» **WORK TO BE COMPLETED**:
Turn every line of the records below into a numbered list, dropping any blank lines.

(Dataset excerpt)
-*-
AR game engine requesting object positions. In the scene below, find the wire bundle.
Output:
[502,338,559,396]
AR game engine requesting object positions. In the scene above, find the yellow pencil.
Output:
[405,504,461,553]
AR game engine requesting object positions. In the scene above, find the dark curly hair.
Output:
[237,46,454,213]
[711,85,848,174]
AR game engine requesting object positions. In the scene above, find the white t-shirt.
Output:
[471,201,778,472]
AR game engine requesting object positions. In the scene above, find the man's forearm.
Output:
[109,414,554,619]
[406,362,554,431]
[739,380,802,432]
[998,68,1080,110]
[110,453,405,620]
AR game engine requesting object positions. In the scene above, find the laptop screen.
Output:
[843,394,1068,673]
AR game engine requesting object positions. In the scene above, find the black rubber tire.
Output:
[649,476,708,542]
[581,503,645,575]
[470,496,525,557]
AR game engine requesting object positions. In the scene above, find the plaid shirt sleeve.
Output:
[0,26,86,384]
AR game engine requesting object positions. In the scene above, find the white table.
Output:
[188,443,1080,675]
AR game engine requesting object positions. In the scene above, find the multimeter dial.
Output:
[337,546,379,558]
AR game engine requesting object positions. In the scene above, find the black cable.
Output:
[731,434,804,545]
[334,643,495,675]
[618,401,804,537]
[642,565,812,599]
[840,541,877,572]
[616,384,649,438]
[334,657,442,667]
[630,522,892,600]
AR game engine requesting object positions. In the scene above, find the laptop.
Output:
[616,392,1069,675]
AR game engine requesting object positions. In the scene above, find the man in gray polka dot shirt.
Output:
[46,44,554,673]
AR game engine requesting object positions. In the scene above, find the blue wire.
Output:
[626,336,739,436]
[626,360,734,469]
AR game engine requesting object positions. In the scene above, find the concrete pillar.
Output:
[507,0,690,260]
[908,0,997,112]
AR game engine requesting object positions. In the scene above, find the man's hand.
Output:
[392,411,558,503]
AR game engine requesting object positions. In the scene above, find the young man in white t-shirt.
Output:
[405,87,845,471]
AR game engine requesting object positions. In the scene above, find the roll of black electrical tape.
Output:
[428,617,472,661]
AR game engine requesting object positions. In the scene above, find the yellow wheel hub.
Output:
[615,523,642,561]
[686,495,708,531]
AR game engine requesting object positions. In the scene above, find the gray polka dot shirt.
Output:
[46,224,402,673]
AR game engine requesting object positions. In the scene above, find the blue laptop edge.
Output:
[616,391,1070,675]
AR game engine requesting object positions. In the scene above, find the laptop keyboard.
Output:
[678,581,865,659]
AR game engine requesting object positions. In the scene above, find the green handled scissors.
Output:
-*-
» **EXERCISE OUTPUT**:
1. AR game engine requesting object positions. In the scene below, find the wire bundle.
2. Output:
3. [502,338,559,396]
4. AR game engine requesting object positions. In the scene above, find the yellow pencil.
5. Output:
6. [405,504,461,553]
7. AR game engine requesting object positions. In the scene above, find the dark curly hair.
8. Output:
9. [237,46,454,213]
10. [711,85,848,174]
11. AR game engine requesting object positions. In the scene above, find the white t-shirt.
12. Output:
13. [471,201,778,472]
14. AR game engine requesting object positions. In the scene above, find the man's forearm.
15. Output:
16. [109,414,554,619]
17. [406,362,554,431]
18. [739,380,802,432]
19. [998,68,1080,110]
20. [110,453,405,620]
21. AR game engine requesting object positions. In the scene above, find the laptop screen.
22. Output:
23. [843,394,1068,673]
24. AR game engine requesting object positions. In the scene above, find the black rubber tire.
25. Output:
26. [649,476,708,542]
27. [581,503,645,575]
28. [470,496,525,557]
29. AR game engine requesting object positions. In the scene above, find the plaid shirt sleeve.
30. Output:
31. [0,26,86,384]
32. AR game engine requesting object positions. In the scene above, find the white table.
33. Output:
34. [188,443,1080,675]
35. AR game engine requesting object positions. In the scene above, find the multimeter dial.
36. Output:
37. [337,546,379,558]
38. AR game engine requesting object positions. In the scene above, find the black cable.
39. Output:
40. [731,434,804,545]
41. [334,643,495,675]
42. [618,401,804,537]
43. [642,565,812,599]
44. [840,541,877,572]
45. [616,384,649,438]
46. [334,657,442,667]
47. [630,522,892,600]
48. AR game engine requesting object positions. In the scene above, find the laptop.
49. Output:
50. [616,392,1069,675]
51. AR game engine requesting object positions. In the scene above, find the man in gray polka dot shirt.
52. Output:
53. [46,44,554,673]
54. AR game engine requesting object positions. In the scene above, find the blue wire.
55. Output:
56. [626,336,739,436]
57. [626,360,734,469]
58. AR game engine requesting object positions. In the scene above, find the concrete pillar.
59. Output:
60. [507,0,690,260]
61. [908,0,997,112]
62. AR game engine requesting object positions. In the scene above, find the man's hand.
63. Output:
64. [392,411,558,503]
65. AR game engine requesting object positions. In the scene above, find the young man in white t-shirt.
66. Output:
67. [405,87,845,471]
68. AR game engine requesting object positions. In the scene above, find the roll of black electrical tape.
69. Output:
70. [428,617,472,661]
71. AR game engine requesting object positions. In the scene above, find the yellow wheel hub.
72. Output:
73. [615,523,642,561]
74. [686,495,708,531]
75. AR game engine requesting object positions. In the scene above, find the gray polka dot shirt.
76. Output:
77. [46,224,402,673]
78. AR game engine requesting object positions. In the scene above, find the blue laptop edge.
79. Output:
80. [616,391,1070,675]
81. AR game engine requesting object positions. In the scene above, find the laptop keyboard.
82. Output:
83. [678,581,865,659]
84. AR game engine requesting object positions. In the scene above, find the green handled scissors.
85. Output:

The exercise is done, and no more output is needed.